- WHAT IS BEING ASKED: Pick out each line of the records that includes the string "recessed", and copy it.

- MATERIALS PROVIDED:
* * * * *
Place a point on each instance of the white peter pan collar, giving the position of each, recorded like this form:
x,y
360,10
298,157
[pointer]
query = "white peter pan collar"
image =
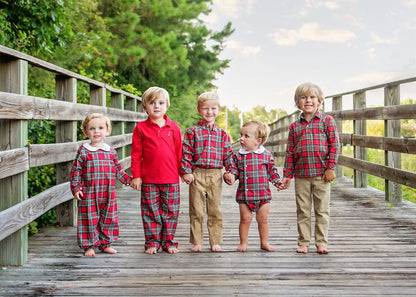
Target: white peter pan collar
x,y
260,150
91,148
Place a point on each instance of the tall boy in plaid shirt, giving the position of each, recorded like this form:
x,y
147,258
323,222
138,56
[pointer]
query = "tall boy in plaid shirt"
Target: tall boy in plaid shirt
x,y
155,161
311,156
255,169
206,150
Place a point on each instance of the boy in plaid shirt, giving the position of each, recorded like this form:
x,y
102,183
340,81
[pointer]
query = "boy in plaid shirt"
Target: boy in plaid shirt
x,y
255,169
155,161
311,155
206,150
93,183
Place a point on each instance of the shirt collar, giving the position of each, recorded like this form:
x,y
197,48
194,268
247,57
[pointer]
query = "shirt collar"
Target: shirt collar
x,y
91,148
260,150
205,125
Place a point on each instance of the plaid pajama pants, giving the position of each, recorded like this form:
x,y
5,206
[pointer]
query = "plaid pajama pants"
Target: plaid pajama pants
x,y
160,210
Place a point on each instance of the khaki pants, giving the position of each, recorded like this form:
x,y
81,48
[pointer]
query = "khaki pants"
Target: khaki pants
x,y
312,190
205,193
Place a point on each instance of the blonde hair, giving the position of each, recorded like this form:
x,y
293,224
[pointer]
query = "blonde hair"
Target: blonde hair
x,y
154,93
209,96
262,130
92,116
307,89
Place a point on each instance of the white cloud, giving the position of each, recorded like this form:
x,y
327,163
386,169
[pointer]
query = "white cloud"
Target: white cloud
x,y
311,32
372,77
378,40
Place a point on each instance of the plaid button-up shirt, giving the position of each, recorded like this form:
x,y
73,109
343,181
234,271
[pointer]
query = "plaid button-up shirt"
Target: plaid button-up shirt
x,y
312,147
206,147
255,171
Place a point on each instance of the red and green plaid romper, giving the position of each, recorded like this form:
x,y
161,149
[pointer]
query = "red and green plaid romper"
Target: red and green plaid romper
x,y
94,172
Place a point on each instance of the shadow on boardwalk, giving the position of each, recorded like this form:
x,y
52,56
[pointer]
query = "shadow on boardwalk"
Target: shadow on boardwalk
x,y
372,252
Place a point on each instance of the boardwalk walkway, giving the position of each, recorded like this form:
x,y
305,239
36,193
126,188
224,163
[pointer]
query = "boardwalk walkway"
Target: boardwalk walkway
x,y
372,252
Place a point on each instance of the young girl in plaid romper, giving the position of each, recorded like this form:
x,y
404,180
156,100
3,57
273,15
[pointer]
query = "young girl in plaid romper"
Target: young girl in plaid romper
x,y
93,180
255,169
155,160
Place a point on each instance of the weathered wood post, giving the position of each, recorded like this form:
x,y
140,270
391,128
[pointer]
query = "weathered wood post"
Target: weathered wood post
x,y
337,105
13,134
66,131
360,153
392,159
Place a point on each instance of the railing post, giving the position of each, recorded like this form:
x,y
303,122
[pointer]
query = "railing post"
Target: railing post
x,y
337,105
360,128
66,131
392,159
13,134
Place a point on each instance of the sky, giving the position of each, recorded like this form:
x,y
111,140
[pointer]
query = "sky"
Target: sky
x,y
339,45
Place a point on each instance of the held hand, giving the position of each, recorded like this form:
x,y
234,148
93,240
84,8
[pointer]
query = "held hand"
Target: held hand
x,y
329,175
79,195
229,178
188,178
136,183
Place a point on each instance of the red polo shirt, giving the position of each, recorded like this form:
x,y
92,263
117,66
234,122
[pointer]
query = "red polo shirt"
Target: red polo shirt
x,y
156,152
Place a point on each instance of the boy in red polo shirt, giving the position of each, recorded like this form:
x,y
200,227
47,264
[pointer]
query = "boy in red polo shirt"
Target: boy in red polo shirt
x,y
155,161
206,150
311,155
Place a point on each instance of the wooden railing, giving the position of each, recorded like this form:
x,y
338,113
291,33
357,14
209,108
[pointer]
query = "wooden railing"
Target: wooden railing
x,y
17,156
392,143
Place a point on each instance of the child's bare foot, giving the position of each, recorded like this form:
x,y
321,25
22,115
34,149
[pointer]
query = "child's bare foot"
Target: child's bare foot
x,y
172,250
109,250
303,249
267,247
196,248
322,250
242,248
215,248
89,252
151,250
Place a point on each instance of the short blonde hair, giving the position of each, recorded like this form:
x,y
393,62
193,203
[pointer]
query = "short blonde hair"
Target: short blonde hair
x,y
154,93
209,96
262,130
307,89
92,116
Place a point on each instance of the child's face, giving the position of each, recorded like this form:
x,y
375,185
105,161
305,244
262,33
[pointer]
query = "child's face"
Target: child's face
x,y
248,139
96,131
209,111
156,109
309,103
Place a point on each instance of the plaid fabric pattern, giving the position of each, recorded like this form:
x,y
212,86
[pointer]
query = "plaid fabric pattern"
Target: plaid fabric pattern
x,y
207,148
160,211
255,170
94,173
312,146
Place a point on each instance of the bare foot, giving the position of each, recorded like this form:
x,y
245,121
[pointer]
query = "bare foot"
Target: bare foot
x,y
196,248
151,250
322,250
89,253
267,247
215,248
303,249
172,250
242,248
109,250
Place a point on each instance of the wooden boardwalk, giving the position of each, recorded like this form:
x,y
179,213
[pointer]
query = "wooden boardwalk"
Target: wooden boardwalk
x,y
372,252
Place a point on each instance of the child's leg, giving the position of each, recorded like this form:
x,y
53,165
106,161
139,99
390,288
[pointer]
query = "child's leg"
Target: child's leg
x,y
262,218
151,218
245,220
213,178
170,199
303,210
321,198
197,201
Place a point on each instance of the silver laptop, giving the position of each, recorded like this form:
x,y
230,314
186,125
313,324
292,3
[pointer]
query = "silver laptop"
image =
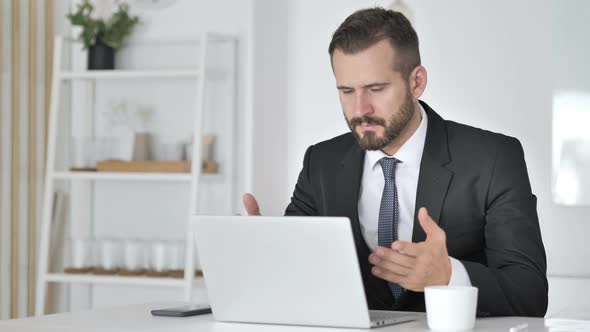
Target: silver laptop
x,y
285,270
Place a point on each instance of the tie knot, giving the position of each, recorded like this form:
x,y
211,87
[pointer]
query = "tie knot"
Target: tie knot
x,y
388,166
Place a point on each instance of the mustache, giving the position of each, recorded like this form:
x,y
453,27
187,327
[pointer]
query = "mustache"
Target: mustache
x,y
367,120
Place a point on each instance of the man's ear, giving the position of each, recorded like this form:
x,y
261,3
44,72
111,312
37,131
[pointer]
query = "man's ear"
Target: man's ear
x,y
418,80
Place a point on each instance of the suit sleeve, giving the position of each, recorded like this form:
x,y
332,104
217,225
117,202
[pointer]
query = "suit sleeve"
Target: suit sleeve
x,y
303,201
514,282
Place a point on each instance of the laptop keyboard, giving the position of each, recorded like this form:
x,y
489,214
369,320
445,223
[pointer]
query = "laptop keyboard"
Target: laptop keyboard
x,y
379,315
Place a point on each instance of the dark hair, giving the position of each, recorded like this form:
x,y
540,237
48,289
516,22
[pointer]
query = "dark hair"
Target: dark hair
x,y
366,27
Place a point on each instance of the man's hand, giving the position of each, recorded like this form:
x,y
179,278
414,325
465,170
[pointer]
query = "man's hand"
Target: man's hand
x,y
251,205
415,265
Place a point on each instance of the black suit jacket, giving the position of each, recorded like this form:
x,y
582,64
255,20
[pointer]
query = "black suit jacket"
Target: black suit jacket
x,y
475,186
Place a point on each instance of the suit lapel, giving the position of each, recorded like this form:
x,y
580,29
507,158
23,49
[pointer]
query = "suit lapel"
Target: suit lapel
x,y
348,186
434,178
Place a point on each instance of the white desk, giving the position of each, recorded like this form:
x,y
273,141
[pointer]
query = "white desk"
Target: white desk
x,y
138,318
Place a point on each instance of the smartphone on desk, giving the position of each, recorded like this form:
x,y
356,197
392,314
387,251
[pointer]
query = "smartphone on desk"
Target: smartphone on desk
x,y
183,311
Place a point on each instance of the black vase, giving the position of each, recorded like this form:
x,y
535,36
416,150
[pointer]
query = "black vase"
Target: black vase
x,y
101,56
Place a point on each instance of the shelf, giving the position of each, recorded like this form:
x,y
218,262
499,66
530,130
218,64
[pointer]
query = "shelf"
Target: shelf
x,y
165,177
117,74
115,280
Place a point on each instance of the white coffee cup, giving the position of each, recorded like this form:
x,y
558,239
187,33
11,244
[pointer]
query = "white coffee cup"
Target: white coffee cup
x,y
450,308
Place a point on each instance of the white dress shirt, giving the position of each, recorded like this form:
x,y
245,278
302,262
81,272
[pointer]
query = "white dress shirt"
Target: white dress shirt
x,y
406,180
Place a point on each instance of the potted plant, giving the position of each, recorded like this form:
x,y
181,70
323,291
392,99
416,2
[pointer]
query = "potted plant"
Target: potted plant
x,y
102,35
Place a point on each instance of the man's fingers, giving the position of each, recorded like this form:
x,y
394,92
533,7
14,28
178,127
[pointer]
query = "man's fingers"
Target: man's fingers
x,y
251,205
387,275
394,257
392,266
427,224
407,248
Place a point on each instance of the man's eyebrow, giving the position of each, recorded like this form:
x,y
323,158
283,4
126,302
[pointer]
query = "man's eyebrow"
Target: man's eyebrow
x,y
376,85
366,86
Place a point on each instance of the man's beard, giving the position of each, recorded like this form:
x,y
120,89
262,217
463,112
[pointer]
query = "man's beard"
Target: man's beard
x,y
397,123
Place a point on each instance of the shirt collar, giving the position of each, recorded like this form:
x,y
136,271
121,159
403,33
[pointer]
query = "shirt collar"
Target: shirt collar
x,y
410,153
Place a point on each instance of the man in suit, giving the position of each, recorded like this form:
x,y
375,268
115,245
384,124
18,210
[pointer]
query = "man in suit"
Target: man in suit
x,y
431,202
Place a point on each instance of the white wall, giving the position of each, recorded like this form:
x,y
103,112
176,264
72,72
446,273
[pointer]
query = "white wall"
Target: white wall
x,y
489,65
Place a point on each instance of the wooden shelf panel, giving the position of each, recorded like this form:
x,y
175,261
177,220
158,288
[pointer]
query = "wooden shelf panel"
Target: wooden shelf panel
x,y
119,74
128,176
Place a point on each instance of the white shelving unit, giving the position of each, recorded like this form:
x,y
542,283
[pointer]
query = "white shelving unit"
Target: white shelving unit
x,y
194,178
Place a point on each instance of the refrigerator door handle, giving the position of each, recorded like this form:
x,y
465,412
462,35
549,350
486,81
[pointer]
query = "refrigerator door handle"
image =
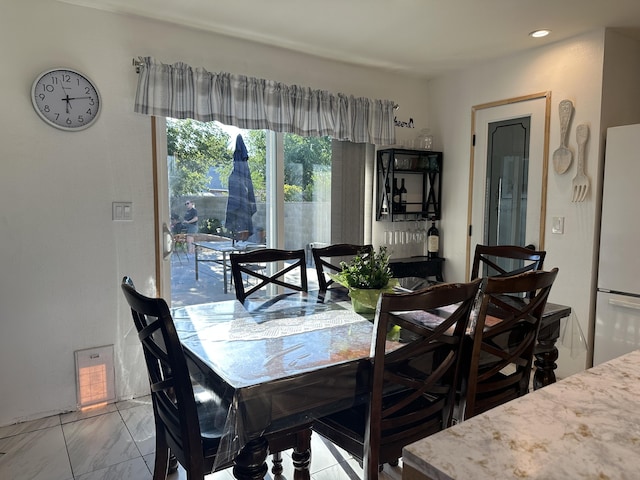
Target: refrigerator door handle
x,y
624,303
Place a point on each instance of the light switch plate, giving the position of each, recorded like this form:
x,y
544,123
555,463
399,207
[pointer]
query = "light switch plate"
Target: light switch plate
x,y
122,211
557,225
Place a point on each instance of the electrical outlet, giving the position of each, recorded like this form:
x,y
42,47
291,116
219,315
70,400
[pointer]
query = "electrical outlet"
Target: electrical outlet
x,y
557,225
122,211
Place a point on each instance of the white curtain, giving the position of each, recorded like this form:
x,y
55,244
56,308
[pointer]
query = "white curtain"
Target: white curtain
x,y
180,91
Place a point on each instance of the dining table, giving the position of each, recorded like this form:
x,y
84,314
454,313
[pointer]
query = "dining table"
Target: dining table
x,y
281,362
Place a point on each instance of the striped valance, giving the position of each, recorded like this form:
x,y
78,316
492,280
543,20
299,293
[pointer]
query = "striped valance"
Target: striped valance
x,y
180,91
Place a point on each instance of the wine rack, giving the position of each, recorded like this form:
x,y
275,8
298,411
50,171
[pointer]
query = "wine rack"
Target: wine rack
x,y
421,171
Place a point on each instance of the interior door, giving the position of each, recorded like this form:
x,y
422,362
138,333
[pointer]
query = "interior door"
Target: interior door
x,y
507,181
528,220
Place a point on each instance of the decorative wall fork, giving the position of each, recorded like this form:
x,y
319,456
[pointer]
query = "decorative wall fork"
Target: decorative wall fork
x,y
581,181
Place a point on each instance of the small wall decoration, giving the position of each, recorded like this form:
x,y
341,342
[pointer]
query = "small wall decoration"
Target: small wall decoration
x,y
581,181
562,156
408,124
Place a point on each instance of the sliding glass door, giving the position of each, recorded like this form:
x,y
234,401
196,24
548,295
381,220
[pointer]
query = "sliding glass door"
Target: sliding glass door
x,y
290,180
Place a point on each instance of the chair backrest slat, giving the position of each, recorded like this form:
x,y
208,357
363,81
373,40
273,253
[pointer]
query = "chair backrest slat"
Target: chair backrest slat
x,y
499,260
503,339
413,387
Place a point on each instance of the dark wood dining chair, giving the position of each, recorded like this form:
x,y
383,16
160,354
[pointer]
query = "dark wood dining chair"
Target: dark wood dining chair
x,y
189,417
412,387
190,429
327,259
503,340
291,275
505,260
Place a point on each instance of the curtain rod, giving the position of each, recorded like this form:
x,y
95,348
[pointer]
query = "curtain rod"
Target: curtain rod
x,y
138,64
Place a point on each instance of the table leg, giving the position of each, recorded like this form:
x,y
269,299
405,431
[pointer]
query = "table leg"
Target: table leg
x,y
546,355
301,455
224,270
251,463
196,260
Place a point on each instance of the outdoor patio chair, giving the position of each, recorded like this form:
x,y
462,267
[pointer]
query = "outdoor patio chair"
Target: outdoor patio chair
x,y
247,264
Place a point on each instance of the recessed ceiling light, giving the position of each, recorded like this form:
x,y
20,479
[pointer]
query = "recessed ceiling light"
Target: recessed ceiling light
* * * * *
- RESULT FOR THIS TASK:
Place a point on each instance of the recessed ceiling light, giving the position of each, recorded like this form:
query = "recessed ceiling light"
Target: recessed ceiling light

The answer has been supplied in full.